**TASK DIRECTIONS**
Copy out word for word the lines from the start of the records through the one containing "negative clicks: (284, 220) (341, 185)".

====== INPUT RECORDS ======

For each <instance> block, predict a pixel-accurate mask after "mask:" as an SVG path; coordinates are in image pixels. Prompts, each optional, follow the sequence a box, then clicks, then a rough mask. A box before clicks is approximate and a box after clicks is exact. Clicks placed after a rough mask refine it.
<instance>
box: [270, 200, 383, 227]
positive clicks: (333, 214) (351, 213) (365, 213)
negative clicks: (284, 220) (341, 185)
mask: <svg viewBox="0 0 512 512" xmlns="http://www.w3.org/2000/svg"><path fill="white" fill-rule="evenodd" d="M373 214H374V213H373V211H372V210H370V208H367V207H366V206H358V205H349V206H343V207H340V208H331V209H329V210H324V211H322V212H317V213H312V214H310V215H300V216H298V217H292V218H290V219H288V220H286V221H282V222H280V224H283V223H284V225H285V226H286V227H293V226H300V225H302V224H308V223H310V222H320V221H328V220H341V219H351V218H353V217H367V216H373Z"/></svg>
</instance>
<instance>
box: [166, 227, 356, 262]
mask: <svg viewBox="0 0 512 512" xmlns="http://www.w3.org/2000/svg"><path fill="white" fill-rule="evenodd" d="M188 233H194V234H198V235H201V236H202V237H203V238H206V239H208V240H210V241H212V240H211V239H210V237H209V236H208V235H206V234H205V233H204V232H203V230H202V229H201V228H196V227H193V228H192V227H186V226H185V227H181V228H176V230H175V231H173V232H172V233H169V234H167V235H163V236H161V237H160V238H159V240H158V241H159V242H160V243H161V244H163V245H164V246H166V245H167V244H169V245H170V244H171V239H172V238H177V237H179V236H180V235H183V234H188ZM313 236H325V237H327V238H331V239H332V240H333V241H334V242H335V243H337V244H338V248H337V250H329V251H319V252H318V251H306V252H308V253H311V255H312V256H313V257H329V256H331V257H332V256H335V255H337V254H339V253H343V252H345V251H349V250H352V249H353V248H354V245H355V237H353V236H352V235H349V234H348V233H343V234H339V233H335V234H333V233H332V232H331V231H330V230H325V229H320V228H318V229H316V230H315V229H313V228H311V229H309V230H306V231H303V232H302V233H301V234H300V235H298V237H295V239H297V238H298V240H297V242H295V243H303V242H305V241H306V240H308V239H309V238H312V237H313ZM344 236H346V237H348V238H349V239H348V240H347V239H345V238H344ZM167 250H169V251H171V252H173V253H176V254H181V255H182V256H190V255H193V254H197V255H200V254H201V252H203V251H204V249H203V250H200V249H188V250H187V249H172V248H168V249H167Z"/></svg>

======

**COMPLETED TASK**
For each <instance> block, predict a pixel-accurate mask after "mask:" as an SVG path; coordinates are in image pixels. Prompts, each optional, follow the sequence a box, then clicks, then a rough mask. A box before clicks is approximate and a box after clicks is exact. Clicks placed after a rough mask refine it.
<instance>
box: [270, 200, 383, 227]
positive clicks: (333, 214) (351, 213) (365, 213)
negative clicks: (284, 220) (341, 185)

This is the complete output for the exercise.